How To Use A Numbers Table To Replace WHILE Loops In SQL Server Functions

How To Use A Numbers Table To Replace WHILE Loops In SQL Server Functions



Thanks for watching!

Video Summary

In this video, I dive into the world of scalar UDFs that contain while loops—something I frequently encounter when working with older applications on SQL Server. These functions, often used in legacy systems from a time when developers didn’t fully grasp set-based thinking, can wreak havoc on performance as databases grow and evolve. To address this issue, I demonstrate how to rewrite these functions using numbers tables or tally CTEs, which allow for more efficient set-based logic that significantly improves query performance. By sharing practical examples and tips, I aim to help you tackle similar challenges in your own projects. Whether you’re a seasoned SQL Server professional or just starting out, this video offers valuable insights into optimizing function performance through modern techniques.

_ _ _

### Directions
In the video summary about replacing WHILE loops in SQL Server functions, what does the author use to rewrite scalar UDFs that contain while loops?

_ _ _

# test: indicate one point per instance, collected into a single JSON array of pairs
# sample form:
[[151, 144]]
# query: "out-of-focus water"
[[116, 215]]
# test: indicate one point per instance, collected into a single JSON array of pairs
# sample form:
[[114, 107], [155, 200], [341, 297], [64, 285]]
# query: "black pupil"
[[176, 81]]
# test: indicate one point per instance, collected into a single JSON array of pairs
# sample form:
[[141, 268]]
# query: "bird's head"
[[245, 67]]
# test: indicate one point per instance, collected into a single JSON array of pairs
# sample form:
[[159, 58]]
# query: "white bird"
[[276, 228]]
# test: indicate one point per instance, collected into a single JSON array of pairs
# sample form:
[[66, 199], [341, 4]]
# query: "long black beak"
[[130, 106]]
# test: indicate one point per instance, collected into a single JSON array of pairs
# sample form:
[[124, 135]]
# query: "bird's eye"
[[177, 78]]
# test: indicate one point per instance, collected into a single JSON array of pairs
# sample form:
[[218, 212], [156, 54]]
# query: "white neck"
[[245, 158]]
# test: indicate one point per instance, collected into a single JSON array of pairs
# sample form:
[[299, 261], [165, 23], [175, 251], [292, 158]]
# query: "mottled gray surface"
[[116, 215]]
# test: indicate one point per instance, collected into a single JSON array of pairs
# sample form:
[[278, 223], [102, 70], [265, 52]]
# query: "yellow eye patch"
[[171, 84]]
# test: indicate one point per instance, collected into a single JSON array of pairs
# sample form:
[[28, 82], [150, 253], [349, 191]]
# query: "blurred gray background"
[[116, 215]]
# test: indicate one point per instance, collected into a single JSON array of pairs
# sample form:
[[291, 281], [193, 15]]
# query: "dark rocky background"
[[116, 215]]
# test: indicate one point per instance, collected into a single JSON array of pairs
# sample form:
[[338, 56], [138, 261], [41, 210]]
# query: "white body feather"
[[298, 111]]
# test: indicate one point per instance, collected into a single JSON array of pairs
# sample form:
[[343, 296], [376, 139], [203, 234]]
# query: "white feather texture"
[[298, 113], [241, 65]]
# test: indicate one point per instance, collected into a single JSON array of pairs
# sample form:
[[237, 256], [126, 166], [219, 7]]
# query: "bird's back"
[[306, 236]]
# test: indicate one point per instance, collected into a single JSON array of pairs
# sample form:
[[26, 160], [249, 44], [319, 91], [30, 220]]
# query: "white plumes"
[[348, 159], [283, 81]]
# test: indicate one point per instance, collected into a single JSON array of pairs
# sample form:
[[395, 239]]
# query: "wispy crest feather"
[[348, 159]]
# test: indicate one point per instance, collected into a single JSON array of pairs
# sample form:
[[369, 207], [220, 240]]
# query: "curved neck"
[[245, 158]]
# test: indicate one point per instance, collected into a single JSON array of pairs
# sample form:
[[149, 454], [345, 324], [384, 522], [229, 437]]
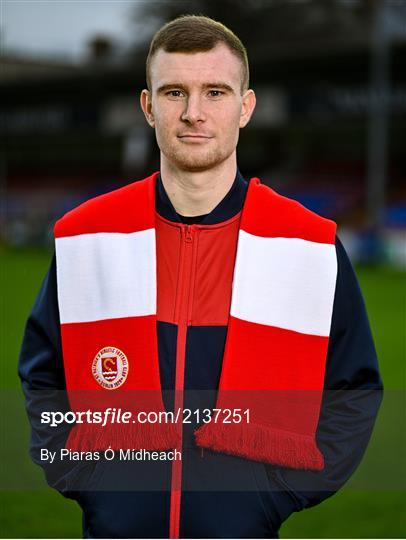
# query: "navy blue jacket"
[[132, 499]]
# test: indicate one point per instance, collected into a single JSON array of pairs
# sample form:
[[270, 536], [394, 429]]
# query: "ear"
[[146, 106], [248, 105]]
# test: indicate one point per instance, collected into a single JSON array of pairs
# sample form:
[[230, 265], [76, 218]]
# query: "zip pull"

_ _ _

### Answer to this problem
Numbers tables or tally CTEs.